** START OF Information shown **

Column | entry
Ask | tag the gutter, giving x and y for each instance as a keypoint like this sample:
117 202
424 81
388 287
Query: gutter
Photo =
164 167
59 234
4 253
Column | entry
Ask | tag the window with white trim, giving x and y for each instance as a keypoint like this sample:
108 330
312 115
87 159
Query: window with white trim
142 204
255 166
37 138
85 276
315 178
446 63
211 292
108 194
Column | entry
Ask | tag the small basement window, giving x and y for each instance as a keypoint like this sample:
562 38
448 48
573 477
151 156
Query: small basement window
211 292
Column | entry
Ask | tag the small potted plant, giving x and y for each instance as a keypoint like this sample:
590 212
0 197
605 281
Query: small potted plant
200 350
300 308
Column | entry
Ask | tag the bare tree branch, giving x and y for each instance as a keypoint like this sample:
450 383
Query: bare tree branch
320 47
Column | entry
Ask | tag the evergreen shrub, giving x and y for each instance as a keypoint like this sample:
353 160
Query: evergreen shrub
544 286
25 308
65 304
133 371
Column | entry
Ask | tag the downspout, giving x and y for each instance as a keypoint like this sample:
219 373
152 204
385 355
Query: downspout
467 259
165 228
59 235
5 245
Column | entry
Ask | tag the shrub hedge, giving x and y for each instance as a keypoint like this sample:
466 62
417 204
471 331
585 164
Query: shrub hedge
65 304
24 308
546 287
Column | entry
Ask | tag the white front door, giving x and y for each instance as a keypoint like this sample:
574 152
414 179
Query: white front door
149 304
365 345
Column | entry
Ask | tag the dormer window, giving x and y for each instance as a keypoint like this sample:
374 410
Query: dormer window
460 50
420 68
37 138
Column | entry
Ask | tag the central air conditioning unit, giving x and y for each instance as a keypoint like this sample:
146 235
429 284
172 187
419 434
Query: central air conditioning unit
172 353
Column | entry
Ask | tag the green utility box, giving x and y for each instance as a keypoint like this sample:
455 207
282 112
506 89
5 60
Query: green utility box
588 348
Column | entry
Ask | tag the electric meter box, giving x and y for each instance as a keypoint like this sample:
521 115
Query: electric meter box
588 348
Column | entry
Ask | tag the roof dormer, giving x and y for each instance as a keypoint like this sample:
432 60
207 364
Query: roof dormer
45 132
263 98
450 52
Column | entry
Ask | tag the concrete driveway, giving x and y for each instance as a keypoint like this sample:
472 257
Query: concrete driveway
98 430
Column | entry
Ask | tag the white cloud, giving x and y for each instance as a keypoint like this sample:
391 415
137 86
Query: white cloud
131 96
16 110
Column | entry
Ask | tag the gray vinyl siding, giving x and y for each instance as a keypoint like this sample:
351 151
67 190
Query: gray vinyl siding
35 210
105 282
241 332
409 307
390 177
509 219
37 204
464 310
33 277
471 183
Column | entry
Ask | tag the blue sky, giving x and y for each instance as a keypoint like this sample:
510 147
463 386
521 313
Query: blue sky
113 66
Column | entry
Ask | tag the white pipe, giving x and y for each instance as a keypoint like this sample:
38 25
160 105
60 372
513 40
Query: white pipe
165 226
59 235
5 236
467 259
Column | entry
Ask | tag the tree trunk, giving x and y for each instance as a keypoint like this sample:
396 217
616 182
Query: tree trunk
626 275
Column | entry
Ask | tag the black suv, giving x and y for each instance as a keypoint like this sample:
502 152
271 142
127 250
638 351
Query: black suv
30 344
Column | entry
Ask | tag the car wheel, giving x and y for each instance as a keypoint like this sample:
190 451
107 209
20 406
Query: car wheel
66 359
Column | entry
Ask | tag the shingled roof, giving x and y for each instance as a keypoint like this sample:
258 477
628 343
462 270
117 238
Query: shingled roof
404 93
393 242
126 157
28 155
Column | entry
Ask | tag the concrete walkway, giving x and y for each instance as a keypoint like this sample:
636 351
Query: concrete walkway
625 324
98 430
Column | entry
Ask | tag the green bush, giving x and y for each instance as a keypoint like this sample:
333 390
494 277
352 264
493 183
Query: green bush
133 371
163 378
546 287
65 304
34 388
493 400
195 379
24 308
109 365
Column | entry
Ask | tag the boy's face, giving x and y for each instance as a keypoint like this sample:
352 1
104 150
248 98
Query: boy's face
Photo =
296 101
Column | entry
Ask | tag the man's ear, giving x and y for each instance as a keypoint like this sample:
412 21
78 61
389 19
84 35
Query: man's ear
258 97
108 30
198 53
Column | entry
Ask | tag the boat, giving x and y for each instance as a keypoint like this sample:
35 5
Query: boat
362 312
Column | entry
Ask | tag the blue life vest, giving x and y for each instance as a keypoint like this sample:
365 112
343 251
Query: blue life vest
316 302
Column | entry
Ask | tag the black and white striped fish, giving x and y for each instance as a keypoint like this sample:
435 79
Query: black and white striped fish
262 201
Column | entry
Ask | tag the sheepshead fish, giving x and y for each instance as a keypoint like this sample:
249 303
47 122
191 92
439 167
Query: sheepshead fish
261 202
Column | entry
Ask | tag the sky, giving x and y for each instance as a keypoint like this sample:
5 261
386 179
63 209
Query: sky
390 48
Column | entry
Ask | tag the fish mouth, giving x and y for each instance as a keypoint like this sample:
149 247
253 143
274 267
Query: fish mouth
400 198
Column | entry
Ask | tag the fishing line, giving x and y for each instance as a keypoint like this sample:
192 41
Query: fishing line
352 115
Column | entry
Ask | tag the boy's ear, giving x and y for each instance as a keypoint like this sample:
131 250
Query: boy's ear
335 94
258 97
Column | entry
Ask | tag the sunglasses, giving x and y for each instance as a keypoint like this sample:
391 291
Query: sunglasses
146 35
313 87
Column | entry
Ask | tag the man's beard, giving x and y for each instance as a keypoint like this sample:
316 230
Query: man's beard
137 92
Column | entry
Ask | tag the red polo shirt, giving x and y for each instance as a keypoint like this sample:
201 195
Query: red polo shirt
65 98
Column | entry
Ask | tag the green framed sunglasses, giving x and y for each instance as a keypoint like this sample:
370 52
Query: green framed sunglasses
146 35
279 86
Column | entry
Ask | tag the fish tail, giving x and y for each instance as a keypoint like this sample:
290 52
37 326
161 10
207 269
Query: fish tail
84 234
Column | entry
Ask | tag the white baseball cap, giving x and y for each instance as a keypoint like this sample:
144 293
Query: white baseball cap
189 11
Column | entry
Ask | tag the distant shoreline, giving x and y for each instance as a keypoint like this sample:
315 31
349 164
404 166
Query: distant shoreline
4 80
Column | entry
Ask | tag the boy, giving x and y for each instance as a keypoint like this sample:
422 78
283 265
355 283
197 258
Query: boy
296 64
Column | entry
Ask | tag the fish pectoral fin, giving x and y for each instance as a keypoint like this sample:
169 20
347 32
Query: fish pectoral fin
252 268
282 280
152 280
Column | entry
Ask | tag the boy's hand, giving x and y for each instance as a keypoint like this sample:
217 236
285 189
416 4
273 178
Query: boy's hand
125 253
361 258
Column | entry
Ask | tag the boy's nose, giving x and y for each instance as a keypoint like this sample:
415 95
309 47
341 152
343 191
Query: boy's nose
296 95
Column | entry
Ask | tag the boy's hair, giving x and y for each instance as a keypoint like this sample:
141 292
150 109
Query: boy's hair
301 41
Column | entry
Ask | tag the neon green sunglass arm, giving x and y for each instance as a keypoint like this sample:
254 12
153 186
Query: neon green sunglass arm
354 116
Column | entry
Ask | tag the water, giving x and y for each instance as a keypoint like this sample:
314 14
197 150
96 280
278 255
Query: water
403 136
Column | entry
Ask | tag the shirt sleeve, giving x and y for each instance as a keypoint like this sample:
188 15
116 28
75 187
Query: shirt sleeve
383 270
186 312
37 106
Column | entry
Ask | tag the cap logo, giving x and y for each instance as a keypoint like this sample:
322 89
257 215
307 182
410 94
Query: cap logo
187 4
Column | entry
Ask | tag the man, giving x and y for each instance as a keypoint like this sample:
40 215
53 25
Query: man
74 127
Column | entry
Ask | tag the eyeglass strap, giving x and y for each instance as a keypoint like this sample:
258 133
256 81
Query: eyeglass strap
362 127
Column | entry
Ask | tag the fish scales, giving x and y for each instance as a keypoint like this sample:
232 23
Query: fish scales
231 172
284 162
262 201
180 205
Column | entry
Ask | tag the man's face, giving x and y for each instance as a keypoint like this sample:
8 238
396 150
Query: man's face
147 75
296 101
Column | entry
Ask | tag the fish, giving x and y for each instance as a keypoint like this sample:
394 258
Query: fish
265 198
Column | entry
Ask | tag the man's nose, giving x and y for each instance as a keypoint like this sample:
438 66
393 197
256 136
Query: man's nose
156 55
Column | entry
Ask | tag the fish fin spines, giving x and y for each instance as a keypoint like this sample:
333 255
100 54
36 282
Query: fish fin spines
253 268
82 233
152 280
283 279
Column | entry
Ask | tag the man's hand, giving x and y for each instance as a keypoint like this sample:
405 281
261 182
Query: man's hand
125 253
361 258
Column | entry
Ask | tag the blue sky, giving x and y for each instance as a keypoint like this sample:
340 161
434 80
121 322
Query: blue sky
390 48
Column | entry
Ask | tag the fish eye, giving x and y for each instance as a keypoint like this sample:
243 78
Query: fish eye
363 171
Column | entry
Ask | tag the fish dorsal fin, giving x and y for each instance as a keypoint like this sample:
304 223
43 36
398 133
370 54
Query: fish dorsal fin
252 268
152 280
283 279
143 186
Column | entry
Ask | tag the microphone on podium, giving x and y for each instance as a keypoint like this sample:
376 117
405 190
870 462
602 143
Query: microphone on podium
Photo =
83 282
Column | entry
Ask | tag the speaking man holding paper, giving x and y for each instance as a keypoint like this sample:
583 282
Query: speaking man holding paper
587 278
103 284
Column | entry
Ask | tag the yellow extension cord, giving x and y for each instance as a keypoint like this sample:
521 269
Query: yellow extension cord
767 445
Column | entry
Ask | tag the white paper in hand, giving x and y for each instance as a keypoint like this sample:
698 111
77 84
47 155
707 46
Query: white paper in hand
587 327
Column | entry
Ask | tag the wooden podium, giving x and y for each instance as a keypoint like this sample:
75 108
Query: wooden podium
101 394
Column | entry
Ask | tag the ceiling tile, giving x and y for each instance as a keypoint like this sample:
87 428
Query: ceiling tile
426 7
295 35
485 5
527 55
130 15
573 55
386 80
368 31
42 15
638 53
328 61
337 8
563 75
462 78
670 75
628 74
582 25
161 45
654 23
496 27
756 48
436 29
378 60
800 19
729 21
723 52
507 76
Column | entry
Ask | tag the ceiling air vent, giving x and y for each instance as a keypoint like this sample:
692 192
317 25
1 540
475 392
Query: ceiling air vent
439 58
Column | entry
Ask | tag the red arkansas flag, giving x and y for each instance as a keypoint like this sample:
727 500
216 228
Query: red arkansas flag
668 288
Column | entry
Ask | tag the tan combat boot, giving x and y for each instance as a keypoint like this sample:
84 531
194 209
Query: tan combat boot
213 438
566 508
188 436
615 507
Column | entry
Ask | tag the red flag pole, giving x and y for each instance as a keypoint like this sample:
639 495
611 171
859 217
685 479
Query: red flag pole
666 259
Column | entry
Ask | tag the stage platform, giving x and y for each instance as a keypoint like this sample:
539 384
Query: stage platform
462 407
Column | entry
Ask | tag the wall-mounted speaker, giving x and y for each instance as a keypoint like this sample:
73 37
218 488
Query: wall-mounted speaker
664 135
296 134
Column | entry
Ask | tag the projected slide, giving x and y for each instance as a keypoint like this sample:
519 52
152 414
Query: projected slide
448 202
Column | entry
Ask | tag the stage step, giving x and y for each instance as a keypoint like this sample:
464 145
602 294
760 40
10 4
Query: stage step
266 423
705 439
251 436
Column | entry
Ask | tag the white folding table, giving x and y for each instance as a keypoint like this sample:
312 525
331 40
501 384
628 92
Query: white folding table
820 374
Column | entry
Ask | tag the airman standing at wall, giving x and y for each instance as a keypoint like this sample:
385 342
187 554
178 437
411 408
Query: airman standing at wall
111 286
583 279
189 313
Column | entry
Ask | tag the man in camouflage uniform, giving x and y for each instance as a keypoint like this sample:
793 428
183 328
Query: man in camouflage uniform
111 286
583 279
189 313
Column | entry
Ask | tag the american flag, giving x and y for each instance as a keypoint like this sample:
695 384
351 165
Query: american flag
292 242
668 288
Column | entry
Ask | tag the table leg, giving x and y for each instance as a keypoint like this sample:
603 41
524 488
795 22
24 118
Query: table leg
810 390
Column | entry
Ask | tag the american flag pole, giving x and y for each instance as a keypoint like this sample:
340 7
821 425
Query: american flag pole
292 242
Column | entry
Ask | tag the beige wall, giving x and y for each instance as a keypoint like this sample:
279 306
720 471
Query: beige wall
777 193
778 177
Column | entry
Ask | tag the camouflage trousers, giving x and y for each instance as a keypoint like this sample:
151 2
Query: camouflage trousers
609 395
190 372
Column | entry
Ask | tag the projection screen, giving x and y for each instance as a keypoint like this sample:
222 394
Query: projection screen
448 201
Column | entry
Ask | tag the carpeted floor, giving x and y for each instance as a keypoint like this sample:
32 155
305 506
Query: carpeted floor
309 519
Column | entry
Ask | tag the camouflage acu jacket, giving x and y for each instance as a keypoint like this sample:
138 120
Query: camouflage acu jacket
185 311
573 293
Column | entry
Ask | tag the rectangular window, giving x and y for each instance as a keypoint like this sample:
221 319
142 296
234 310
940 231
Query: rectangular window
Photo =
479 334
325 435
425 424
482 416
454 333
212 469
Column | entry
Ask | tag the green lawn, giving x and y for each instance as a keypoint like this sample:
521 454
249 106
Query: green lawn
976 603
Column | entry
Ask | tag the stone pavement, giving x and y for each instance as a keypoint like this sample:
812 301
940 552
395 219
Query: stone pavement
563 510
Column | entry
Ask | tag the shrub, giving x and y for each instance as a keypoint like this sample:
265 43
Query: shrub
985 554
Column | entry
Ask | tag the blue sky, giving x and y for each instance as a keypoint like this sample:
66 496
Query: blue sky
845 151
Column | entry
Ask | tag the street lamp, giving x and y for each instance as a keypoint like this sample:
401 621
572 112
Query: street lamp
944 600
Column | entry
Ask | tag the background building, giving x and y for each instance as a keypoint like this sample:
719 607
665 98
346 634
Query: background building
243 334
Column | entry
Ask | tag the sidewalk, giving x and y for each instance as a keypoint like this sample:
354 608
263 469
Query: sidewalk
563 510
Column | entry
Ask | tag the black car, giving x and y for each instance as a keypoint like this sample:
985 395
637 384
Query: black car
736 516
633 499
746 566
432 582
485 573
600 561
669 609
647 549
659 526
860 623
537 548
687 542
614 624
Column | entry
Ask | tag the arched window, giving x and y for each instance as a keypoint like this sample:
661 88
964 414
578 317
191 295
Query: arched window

** END OF Information shown **

> [Exercise task]: Gather every line from the rows above that contains the word "downspout".

> [Result for this task]:
Ask | tag the downspout, giving x and y for each instance as a keypoint like this sample:
Query: downspout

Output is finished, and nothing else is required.